#### Page
The Great Salt Lake is sort of a leftover of Pleistocene Lake Bonneville.  The history of this large (size of ~20,000+ square miles) Pleistocene pluvial lake is quite complex.  Although the “modern" Lake Bonneville seemed to be present from ~32 ka until ~14.5 ka, pre-Bonneville lakes occupied the basin as far back as maybe 700 ka.  The “modern” Lake Bonneville begin to disappear as it flooded through an area called Red Rock Pass in southern Idaho somewhere near 14.5 ka.  Great Salt Lake, Utah Lake near Provo (which is connected to the Great Salt Lake by the Jordan River, and Sevier Lake (near Delta) are then remnants of this mighty Pleistocene lake.
Lake Bonneville was a fresh water lake as evidenced by fossils of fish discovered in the sediments associated with the lake.  And, large mammals inhabited the shoreline environments.  For several years I was fascinated by fossils associated with Lake Bonneville and preserved in shoreline sediments (mostly turning up in sand and gravel quarries).  I suppose these sediments have preserved the greatest concentration of Pleistocene musk oxen of any locality in the world.  These oxen were not specimens of the living species (Ovibos) but an extinct form called Bootherium
Pleistocene Musk Oxen Bootherium bombifrons in Utah Museum Natural History.  Collected from shoreline sand and gravels of Lake Bonneville.  For a discussion of the Pleistocene mammalian fauna see Nelson and Madsen (1987).  White strip ~52 mm.
########
#### Records
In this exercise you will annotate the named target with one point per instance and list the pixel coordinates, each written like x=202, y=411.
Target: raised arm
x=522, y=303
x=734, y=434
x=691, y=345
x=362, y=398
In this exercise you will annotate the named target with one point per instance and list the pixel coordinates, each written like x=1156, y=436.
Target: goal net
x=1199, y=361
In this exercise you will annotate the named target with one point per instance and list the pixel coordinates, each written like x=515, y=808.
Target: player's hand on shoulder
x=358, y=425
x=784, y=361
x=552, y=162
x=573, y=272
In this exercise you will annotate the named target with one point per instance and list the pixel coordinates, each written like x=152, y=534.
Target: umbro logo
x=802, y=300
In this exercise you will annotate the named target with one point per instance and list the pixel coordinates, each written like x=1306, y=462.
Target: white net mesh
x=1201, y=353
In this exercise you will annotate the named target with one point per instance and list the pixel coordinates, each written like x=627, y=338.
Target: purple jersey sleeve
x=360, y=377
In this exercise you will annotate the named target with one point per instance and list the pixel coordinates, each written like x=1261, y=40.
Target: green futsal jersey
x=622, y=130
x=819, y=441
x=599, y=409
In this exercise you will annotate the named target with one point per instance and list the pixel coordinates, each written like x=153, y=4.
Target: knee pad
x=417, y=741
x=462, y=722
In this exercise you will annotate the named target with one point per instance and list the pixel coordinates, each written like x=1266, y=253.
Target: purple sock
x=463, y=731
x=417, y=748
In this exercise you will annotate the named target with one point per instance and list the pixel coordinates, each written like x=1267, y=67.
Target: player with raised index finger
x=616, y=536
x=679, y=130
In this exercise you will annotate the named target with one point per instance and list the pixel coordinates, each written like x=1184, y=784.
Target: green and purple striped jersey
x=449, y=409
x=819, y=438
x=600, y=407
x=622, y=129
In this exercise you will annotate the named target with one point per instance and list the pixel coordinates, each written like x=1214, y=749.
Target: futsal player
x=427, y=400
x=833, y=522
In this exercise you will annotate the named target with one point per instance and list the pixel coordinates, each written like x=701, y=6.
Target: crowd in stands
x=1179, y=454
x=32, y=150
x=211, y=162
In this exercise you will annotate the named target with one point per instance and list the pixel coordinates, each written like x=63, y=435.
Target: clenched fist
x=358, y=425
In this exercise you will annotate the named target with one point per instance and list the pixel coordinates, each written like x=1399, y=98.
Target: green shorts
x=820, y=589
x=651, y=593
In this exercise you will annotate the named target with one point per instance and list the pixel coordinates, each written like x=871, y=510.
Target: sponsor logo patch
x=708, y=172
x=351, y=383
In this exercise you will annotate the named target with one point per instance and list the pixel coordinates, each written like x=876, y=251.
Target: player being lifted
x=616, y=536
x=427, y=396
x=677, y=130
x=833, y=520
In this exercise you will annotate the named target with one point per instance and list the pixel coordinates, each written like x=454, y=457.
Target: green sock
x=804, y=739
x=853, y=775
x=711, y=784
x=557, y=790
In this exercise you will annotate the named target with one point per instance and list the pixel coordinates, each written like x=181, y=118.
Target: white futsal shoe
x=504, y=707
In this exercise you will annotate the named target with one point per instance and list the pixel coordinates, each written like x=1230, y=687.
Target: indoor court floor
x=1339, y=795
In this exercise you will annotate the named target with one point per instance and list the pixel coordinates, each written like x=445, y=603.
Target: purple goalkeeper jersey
########
*Exercise prompt*. Copy the Lake Bonneville text from "Lake Bonneville was" up to and including "strip ~52 mm.", swapping each "sediments" for "deposits".

*Problem solution*.
Lake Bonneville was a fresh water lake as evidenced by fossils of fish discovered in the deposits associated with the lake.  And, large mammals inhabited the shoreline environments.  For several years I was fascinated by fossils associated with Lake Bonneville and preserved in shoreline deposits (mostly turning up in sand and gravel quarries).  I suppose these deposits have preserved the greatest concentration of Pleistocene musk oxen of any locality in the world.  These oxen were not specimens of the living species (Ovibos) but an extinct form called Bootherium
Pleistocene Musk Oxen Bootherium bombifrons in Utah Museum Natural History.  Collected from shoreline sand and gravels of Lake Bonneville.  For a discussion of the Pleistocene mammalian fauna see Nelson and Madsen (1987).  White strip ~52 mm.